##### PROVIDED RECORDS
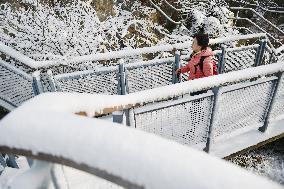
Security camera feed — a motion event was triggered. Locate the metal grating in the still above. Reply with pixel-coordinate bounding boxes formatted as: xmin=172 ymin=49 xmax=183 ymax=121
xmin=133 ymin=95 xmax=213 ymax=145
xmin=55 ymin=69 xmax=118 ymax=94
xmin=270 ymin=77 xmax=284 ymax=120
xmin=125 ymin=62 xmax=173 ymax=93
xmin=213 ymin=80 xmax=275 ymax=138
xmin=223 ymin=46 xmax=257 ymax=73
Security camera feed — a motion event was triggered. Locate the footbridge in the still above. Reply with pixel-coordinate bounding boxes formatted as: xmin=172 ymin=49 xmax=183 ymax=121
xmin=0 ymin=33 xmax=284 ymax=188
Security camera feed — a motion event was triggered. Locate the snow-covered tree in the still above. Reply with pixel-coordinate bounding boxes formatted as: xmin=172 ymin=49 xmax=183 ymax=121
xmin=0 ymin=0 xmax=190 ymax=60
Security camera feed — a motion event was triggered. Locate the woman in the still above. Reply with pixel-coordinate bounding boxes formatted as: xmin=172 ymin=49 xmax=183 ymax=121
xmin=176 ymin=34 xmax=215 ymax=80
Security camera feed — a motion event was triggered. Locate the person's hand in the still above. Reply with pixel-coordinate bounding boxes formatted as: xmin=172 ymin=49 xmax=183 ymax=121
xmin=176 ymin=68 xmax=181 ymax=75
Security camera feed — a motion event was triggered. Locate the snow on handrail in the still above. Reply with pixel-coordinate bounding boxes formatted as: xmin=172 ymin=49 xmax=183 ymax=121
xmin=0 ymin=109 xmax=282 ymax=189
xmin=0 ymin=41 xmax=37 ymax=68
xmin=162 ymin=0 xmax=182 ymax=12
xmin=230 ymin=7 xmax=284 ymax=35
xmin=10 ymin=61 xmax=284 ymax=117
xmin=0 ymin=33 xmax=266 ymax=69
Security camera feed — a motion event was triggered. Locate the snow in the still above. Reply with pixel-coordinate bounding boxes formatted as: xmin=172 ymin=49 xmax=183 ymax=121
xmin=0 ymin=33 xmax=266 ymax=69
xmin=0 ymin=42 xmax=38 ymax=68
xmin=11 ymin=62 xmax=284 ymax=117
xmin=5 ymin=161 xmax=52 ymax=189
xmin=210 ymin=120 xmax=284 ymax=158
xmin=275 ymin=45 xmax=284 ymax=54
xmin=0 ymin=107 xmax=281 ymax=189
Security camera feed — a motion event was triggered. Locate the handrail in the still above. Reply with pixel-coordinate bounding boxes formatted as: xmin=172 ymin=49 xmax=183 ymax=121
xmin=162 ymin=0 xmax=182 ymax=12
xmin=230 ymin=7 xmax=284 ymax=35
xmin=16 ymin=61 xmax=284 ymax=117
xmin=0 ymin=33 xmax=266 ymax=69
xmin=231 ymin=0 xmax=284 ymax=14
xmin=0 ymin=110 xmax=282 ymax=189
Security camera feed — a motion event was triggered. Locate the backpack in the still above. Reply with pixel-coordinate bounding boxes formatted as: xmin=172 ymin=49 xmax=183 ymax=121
xmin=194 ymin=56 xmax=219 ymax=75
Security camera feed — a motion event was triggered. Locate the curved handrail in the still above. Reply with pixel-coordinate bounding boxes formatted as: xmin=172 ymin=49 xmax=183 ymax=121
xmin=0 ymin=94 xmax=282 ymax=189
xmin=231 ymin=0 xmax=284 ymax=14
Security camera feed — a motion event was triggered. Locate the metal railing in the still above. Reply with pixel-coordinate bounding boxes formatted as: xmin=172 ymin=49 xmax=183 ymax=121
xmin=49 ymin=41 xmax=272 ymax=95
xmin=230 ymin=7 xmax=284 ymax=44
xmin=116 ymin=63 xmax=284 ymax=152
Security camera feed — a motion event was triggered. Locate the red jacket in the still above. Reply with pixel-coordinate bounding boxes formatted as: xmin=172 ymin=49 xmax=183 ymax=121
xmin=181 ymin=47 xmax=214 ymax=80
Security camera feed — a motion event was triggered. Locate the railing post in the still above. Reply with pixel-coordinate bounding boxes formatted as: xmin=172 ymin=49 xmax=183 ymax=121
xmin=254 ymin=40 xmax=266 ymax=67
xmin=258 ymin=72 xmax=284 ymax=132
xmin=112 ymin=59 xmax=126 ymax=123
xmin=47 ymin=70 xmax=57 ymax=92
xmin=0 ymin=153 xmax=7 ymax=176
xmin=112 ymin=111 xmax=123 ymax=123
xmin=33 ymin=71 xmax=43 ymax=95
xmin=257 ymin=40 xmax=267 ymax=66
xmin=172 ymin=50 xmax=181 ymax=84
xmin=203 ymin=87 xmax=221 ymax=153
xmin=118 ymin=59 xmax=126 ymax=95
xmin=218 ymin=46 xmax=226 ymax=74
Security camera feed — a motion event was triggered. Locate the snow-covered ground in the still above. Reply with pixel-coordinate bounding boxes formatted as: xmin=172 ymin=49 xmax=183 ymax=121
xmin=229 ymin=138 xmax=284 ymax=185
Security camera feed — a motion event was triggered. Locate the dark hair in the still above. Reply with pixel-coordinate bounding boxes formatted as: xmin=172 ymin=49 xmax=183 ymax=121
xmin=194 ymin=33 xmax=209 ymax=50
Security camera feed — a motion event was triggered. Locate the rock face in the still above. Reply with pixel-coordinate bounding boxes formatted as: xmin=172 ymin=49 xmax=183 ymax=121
xmin=91 ymin=0 xmax=115 ymax=21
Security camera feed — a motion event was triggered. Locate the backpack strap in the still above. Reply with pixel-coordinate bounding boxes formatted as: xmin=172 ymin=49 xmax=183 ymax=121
xmin=194 ymin=56 xmax=208 ymax=74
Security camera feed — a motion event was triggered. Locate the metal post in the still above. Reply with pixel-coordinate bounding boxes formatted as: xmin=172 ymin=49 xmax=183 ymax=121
xmin=256 ymin=40 xmax=267 ymax=66
xmin=203 ymin=87 xmax=221 ymax=153
xmin=258 ymin=72 xmax=284 ymax=132
xmin=172 ymin=50 xmax=180 ymax=84
xmin=254 ymin=40 xmax=266 ymax=67
xmin=7 ymin=155 xmax=19 ymax=169
xmin=32 ymin=71 xmax=43 ymax=95
xmin=118 ymin=59 xmax=126 ymax=95
xmin=112 ymin=111 xmax=123 ymax=123
xmin=47 ymin=70 xmax=57 ymax=92
xmin=218 ymin=46 xmax=226 ymax=74
xmin=0 ymin=153 xmax=7 ymax=170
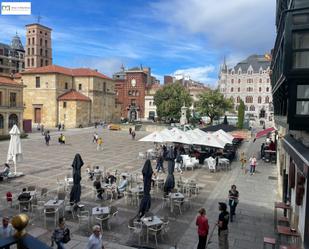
##########
*WHAT THE TASK ASKS:* Return all of the lines above verbatim, omitting the pictures.

*ANSWER BELOW:*
Security camera feed — a motion event was triggered. Locate the metal grating in the still above. Reply with pixel-coordinate bounding boxes formatted as: xmin=172 ymin=49 xmax=183 ymax=121
xmin=133 ymin=95 xmax=213 ymax=145
xmin=55 ymin=69 xmax=118 ymax=94
xmin=270 ymin=77 xmax=284 ymax=120
xmin=125 ymin=62 xmax=173 ymax=93
xmin=213 ymin=80 xmax=275 ymax=138
xmin=223 ymin=46 xmax=257 ymax=73
Security camera feed — a motion event was triggered. Locate the footbridge in the still above. Reply with pixel-coordinate bounding boxes formatted as: xmin=172 ymin=49 xmax=183 ymax=121
xmin=0 ymin=33 xmax=284 ymax=188
Security camera feed — a motion event was triggered. Locate the snow-covered tree in the still above. Reply with pixel-coordinate bounding boxes formatted as: xmin=172 ymin=49 xmax=183 ymax=121
xmin=0 ymin=0 xmax=190 ymax=60
Security camera feed — a motion event was triggered. Locate the woman in the still above. Reply with pixel-coordinate bounding boxes formatted as: xmin=172 ymin=49 xmax=183 ymax=121
xmin=176 ymin=34 xmax=215 ymax=80
Security camera feed — a motion event was triggered. Locate the person's hand in the still above. Reply with pixel-coordinate bounding boxes formatted as: xmin=172 ymin=49 xmax=183 ymax=121
xmin=176 ymin=68 xmax=181 ymax=75
Security camera feed — a motion event was triggered. Locate the snow on handrail in the still above. Reply with pixel-coordinate bounding boxes formatted as: xmin=172 ymin=49 xmax=183 ymax=121
xmin=0 ymin=109 xmax=282 ymax=189
xmin=0 ymin=41 xmax=37 ymax=68
xmin=162 ymin=0 xmax=182 ymax=12
xmin=230 ymin=7 xmax=284 ymax=35
xmin=10 ymin=61 xmax=284 ymax=117
xmin=0 ymin=33 xmax=266 ymax=69
Security camera feed — a motion event was triggered. Locate the snow in the still above. Reply with pixel-coordinate bounding boxes formatted as: xmin=172 ymin=49 xmax=183 ymax=121
xmin=0 ymin=33 xmax=266 ymax=69
xmin=0 ymin=42 xmax=38 ymax=68
xmin=11 ymin=62 xmax=284 ymax=117
xmin=5 ymin=161 xmax=52 ymax=189
xmin=210 ymin=120 xmax=284 ymax=158
xmin=275 ymin=45 xmax=284 ymax=54
xmin=0 ymin=107 xmax=281 ymax=189
Security camera feed — a motion event was triggered. Locate the handrail in the still above. Reply with pixel-coordinate bounding boxes formatted as: xmin=172 ymin=49 xmax=183 ymax=121
xmin=162 ymin=0 xmax=182 ymax=12
xmin=230 ymin=7 xmax=284 ymax=35
xmin=16 ymin=61 xmax=284 ymax=117
xmin=0 ymin=33 xmax=266 ymax=69
xmin=231 ymin=0 xmax=284 ymax=14
xmin=0 ymin=110 xmax=282 ymax=189
Security camera feed — a motion event was triggered. Locate the backpack in the still above. Reply with pixel-coordinate bounding boxes formatted as: xmin=172 ymin=49 xmax=183 ymax=121
xmin=194 ymin=56 xmax=219 ymax=75
Security camera feed — a motion event was triggered. Locate the curved handrail in the still above. Reply with pixel-coordinate bounding boxes formatted as: xmin=172 ymin=49 xmax=183 ymax=121
xmin=0 ymin=94 xmax=282 ymax=189
xmin=231 ymin=0 xmax=284 ymax=14
Security camera feed — a motion event was triggered. Locate the metal railing in the still above. Reply with pixel-coordinate bounding boxes formatted as: xmin=172 ymin=49 xmax=183 ymax=121
xmin=49 ymin=41 xmax=272 ymax=95
xmin=230 ymin=7 xmax=284 ymax=44
xmin=116 ymin=63 xmax=284 ymax=152
Security camera feed — a motion event was triggered. Locate the red jacket in the still above. Reply with pixel-coordinate bounding boxes formatted as: xmin=172 ymin=49 xmax=183 ymax=121
xmin=181 ymin=47 xmax=214 ymax=80
Security camera feed — a motion event was triggered. Locate the railing post in the still above. Reply with pixel-coordinate bounding boxes formatted as: xmin=172 ymin=49 xmax=183 ymax=121
xmin=254 ymin=40 xmax=266 ymax=67
xmin=258 ymin=72 xmax=284 ymax=132
xmin=112 ymin=59 xmax=126 ymax=123
xmin=47 ymin=70 xmax=57 ymax=92
xmin=0 ymin=153 xmax=7 ymax=176
xmin=112 ymin=111 xmax=123 ymax=123
xmin=33 ymin=71 xmax=43 ymax=95
xmin=257 ymin=40 xmax=267 ymax=66
xmin=172 ymin=50 xmax=181 ymax=84
xmin=203 ymin=87 xmax=221 ymax=153
xmin=118 ymin=59 xmax=126 ymax=95
xmin=218 ymin=46 xmax=226 ymax=74
Security camera feed — a motion event was triggered. Locate the snow-covered ground in the still above. Reply with pixel-coordinate bounding boxes formatted as: xmin=172 ymin=49 xmax=183 ymax=121
xmin=229 ymin=138 xmax=284 ymax=185
Security camera feed — a motion event was triggered. Locate the dark hair in the still above. Reply with pixel-coordinate bounding boxes formatted as: xmin=172 ymin=49 xmax=183 ymax=121
xmin=194 ymin=33 xmax=209 ymax=50
Security camera feed — a motion event was triggered. Locate the rock face in the still above. Reply with pixel-coordinate bounding boxes formatted as: xmin=172 ymin=49 xmax=183 ymax=121
xmin=91 ymin=0 xmax=115 ymax=21
Security camera feed — a motion event was triggered. Locate the backpack strap in the still above. Reply with pixel-coordinate bounding boxes formatted as: xmin=172 ymin=49 xmax=183 ymax=121
xmin=194 ymin=56 xmax=208 ymax=74
Security camera feed — a motion event was triggered. Locate the metal post in the still above. Reply with pixel-coordinate bounding boxes formatted as: xmin=172 ymin=49 xmax=183 ymax=121
xmin=256 ymin=40 xmax=267 ymax=66
xmin=203 ymin=87 xmax=221 ymax=153
xmin=258 ymin=72 xmax=284 ymax=132
xmin=172 ymin=50 xmax=180 ymax=84
xmin=254 ymin=40 xmax=266 ymax=67
xmin=7 ymin=155 xmax=19 ymax=169
xmin=32 ymin=71 xmax=43 ymax=95
xmin=118 ymin=59 xmax=126 ymax=95
xmin=112 ymin=111 xmax=123 ymax=123
xmin=47 ymin=70 xmax=57 ymax=92
xmin=218 ymin=46 xmax=226 ymax=74
xmin=0 ymin=153 xmax=7 ymax=170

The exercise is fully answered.